* BEGIN Data rows *

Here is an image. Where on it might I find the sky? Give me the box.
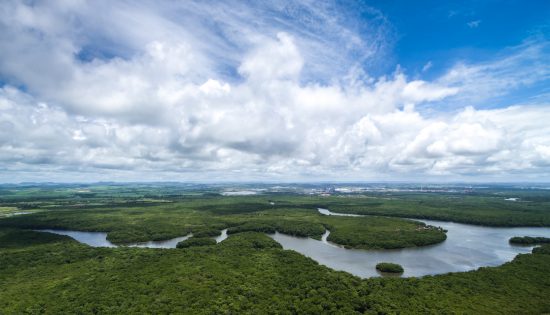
[0,0,550,183]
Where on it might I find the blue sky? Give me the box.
[0,0,550,182]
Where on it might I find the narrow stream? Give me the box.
[35,209,550,278]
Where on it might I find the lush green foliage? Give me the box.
[0,196,445,248]
[176,237,216,248]
[376,263,405,273]
[510,236,550,245]
[323,216,447,249]
[0,229,550,314]
[0,185,550,314]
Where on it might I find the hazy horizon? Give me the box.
[0,0,550,183]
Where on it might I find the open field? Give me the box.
[0,186,550,314]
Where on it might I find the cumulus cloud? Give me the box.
[0,1,550,181]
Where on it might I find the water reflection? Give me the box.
[271,209,550,278]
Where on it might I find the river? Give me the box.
[35,209,550,278]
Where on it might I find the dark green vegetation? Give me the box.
[176,237,216,248]
[0,190,446,249]
[510,236,550,245]
[0,228,550,314]
[376,263,405,273]
[0,185,550,314]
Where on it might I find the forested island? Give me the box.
[510,236,550,245]
[376,262,405,273]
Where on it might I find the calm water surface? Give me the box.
[270,209,550,278]
[39,209,550,278]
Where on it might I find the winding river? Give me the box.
[271,209,550,278]
[36,208,550,278]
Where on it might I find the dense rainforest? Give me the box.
[0,185,550,314]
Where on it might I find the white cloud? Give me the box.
[0,1,550,181]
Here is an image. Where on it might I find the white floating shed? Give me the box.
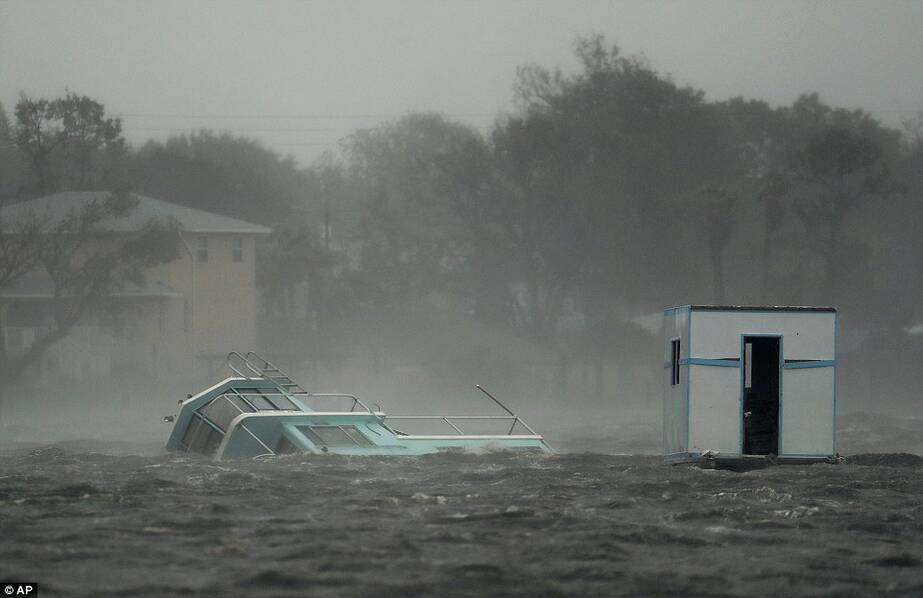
[663,305,837,462]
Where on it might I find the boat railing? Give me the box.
[298,392,375,413]
[383,415,538,436]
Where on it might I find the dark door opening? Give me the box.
[743,336,780,455]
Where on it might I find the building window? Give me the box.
[196,237,208,262]
[183,299,192,332]
[670,338,679,386]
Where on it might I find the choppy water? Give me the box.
[0,446,923,596]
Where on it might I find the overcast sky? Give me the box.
[0,0,923,163]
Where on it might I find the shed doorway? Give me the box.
[741,336,782,455]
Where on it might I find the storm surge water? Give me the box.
[0,445,923,596]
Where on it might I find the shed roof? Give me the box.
[665,304,836,313]
[0,191,272,234]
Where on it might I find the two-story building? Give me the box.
[0,192,271,378]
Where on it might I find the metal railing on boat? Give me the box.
[227,351,375,413]
[382,415,538,436]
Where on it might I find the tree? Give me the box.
[702,186,737,303]
[0,104,26,202]
[0,193,179,381]
[347,114,484,307]
[128,130,304,226]
[13,93,125,194]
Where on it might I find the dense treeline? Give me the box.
[0,38,923,398]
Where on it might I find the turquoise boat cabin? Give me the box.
[164,352,551,459]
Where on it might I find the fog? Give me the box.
[0,2,923,460]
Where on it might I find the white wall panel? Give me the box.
[689,365,740,455]
[691,311,836,359]
[780,367,834,455]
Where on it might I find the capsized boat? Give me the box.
[164,351,551,459]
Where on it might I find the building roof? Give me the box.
[0,274,182,299]
[0,191,272,234]
[665,305,836,312]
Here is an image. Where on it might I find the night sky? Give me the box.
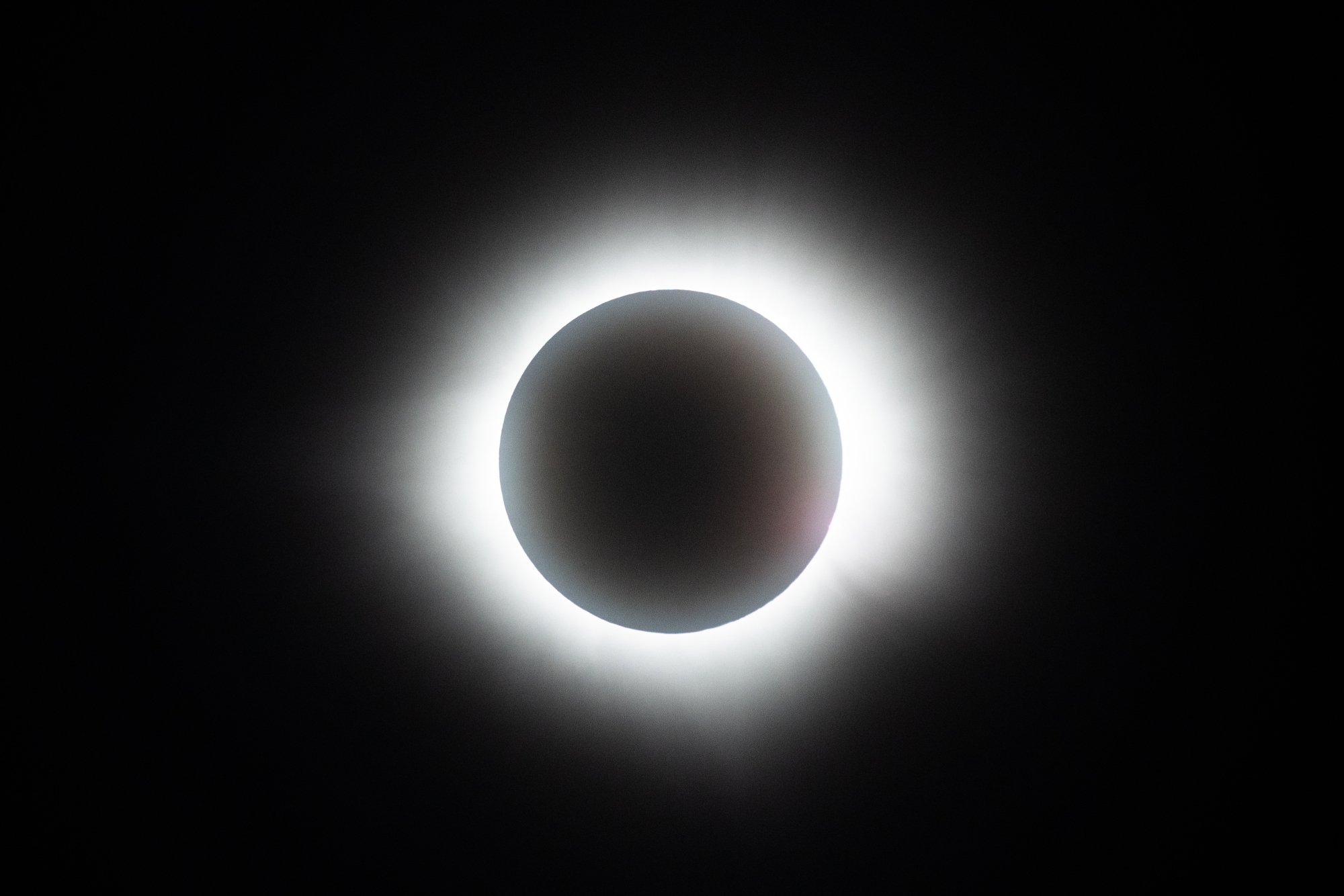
[32,5,1285,892]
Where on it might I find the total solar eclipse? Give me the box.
[500,290,841,633]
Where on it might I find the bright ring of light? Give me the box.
[415,216,945,717]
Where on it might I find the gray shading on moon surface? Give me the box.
[500,290,841,633]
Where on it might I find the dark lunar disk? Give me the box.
[500,290,840,631]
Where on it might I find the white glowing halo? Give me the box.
[418,223,942,711]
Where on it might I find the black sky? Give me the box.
[20,7,1279,892]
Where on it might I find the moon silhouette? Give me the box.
[500,290,841,633]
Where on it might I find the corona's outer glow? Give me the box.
[398,206,952,742]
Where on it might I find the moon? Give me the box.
[499,289,841,634]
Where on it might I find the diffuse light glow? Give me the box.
[410,208,950,736]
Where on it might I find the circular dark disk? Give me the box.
[500,290,840,633]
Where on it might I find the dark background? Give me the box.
[32,7,1284,892]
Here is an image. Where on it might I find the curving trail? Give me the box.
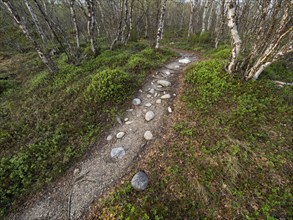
[7,50,197,220]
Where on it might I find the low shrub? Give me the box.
[86,69,132,104]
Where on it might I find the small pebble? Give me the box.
[116,132,125,139]
[111,147,125,159]
[107,134,113,141]
[156,99,162,104]
[161,94,171,99]
[132,98,141,105]
[143,131,153,141]
[144,111,155,121]
[73,168,80,176]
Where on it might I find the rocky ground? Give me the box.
[8,51,197,219]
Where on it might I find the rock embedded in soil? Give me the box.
[111,147,125,159]
[107,134,113,141]
[132,98,141,106]
[178,57,191,64]
[144,111,155,121]
[157,80,171,87]
[161,94,171,99]
[143,131,153,141]
[156,99,162,104]
[131,171,149,191]
[116,132,125,139]
[149,89,155,94]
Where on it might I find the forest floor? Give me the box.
[8,47,197,219]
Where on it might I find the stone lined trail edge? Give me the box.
[6,51,197,220]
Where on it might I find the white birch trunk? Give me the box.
[201,0,209,34]
[187,0,196,38]
[225,0,241,74]
[25,0,47,44]
[155,0,167,49]
[86,0,97,56]
[215,0,225,48]
[2,0,57,73]
[207,1,215,31]
[70,0,80,53]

* END Data rows *

**Directive**
Quote exactly what appears from the line containing "Where on it might I find the low" through the final line of the listing above, including both of those lines.

**Problem solution**
Where on it might I find the low shrub? Give me the box.
[86,69,132,104]
Where on it might I find the small pebble? Give me the box.
[116,132,125,139]
[111,147,125,159]
[107,134,113,141]
[156,99,162,104]
[161,94,171,99]
[132,98,141,105]
[143,131,153,141]
[144,111,155,121]
[73,168,80,176]
Where on it might I find the rocky ground? Give me the box.
[8,51,197,219]
Where on it might I find the rock embedded in soil? Give me the box.
[111,147,125,159]
[107,134,113,141]
[132,98,141,106]
[178,57,191,64]
[144,111,155,121]
[157,80,171,87]
[161,94,171,99]
[143,131,153,141]
[156,99,162,104]
[131,171,149,191]
[116,132,125,139]
[149,89,155,94]
Where on it might I find the forest floor? Give me the box.
[8,47,197,219]
Where on it might I find the stone lined trail edge? Give me the box.
[6,51,197,220]
Where on it might I find the white birch trunk? Give me the box.
[201,0,209,34]
[187,0,196,38]
[225,0,241,74]
[25,0,47,44]
[155,0,167,49]
[86,0,97,56]
[215,0,225,48]
[2,0,57,73]
[207,1,215,31]
[70,0,80,53]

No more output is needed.